** Your goal **
How many lines in the rows below contain the string "coffee", with uppercase and lowercase treated as different? Reply with the number alone.

** Records for the exercise **

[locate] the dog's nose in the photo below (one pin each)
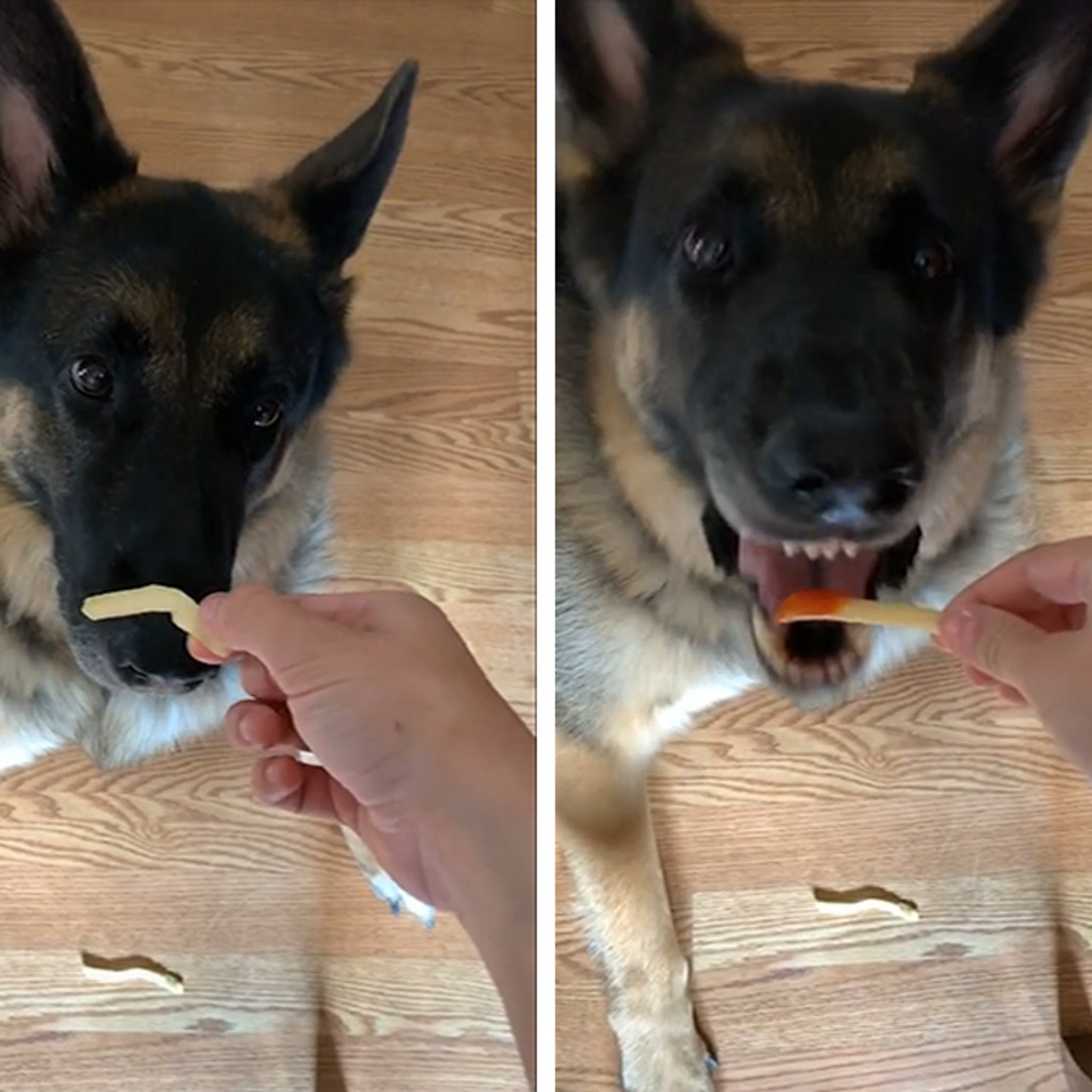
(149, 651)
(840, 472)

...

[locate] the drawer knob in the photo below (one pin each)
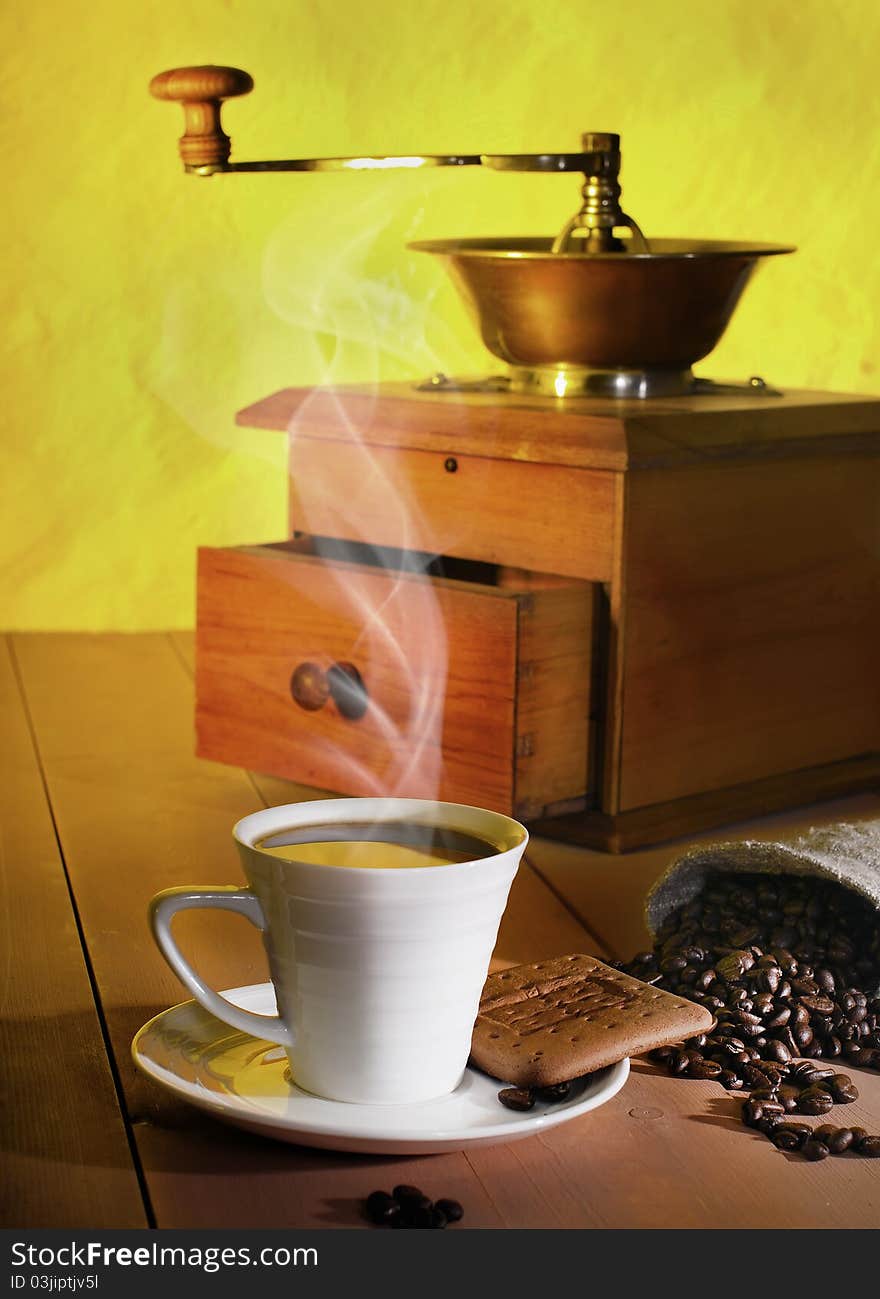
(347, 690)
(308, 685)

==

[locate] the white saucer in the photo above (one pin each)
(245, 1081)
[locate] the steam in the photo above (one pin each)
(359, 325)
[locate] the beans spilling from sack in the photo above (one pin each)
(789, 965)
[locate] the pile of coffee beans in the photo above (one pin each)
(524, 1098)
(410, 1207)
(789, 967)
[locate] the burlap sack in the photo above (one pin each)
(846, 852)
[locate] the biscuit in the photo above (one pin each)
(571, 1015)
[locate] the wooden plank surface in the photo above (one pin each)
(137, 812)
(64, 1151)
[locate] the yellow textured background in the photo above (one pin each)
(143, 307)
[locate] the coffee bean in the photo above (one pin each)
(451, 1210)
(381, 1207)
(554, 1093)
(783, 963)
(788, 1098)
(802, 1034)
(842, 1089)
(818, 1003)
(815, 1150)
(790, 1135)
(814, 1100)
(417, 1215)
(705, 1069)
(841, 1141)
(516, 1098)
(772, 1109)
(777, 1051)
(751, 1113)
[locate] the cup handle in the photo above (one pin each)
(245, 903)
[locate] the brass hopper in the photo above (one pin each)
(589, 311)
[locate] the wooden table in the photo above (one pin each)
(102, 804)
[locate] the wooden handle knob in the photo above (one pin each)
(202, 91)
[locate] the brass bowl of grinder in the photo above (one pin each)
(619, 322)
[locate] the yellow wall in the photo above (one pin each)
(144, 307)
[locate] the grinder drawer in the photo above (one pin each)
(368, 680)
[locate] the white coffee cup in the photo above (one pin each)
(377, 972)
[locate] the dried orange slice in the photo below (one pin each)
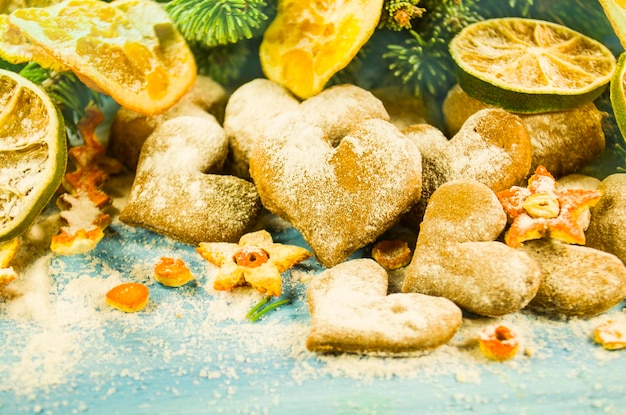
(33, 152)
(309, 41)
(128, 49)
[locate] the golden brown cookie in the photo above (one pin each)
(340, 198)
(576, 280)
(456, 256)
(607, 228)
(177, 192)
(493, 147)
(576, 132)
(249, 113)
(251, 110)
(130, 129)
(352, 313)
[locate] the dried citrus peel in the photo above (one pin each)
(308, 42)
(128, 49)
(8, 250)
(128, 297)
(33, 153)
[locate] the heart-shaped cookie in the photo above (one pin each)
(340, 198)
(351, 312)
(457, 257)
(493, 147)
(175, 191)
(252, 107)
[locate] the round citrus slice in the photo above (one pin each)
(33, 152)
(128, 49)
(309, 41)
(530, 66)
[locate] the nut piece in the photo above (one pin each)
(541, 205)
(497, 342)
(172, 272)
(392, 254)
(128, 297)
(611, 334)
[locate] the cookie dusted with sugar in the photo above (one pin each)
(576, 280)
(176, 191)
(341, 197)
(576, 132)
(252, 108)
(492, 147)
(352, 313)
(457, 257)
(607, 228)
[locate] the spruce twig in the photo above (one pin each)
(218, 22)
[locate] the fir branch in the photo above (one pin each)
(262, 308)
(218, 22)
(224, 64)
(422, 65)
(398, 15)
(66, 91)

** Result **
3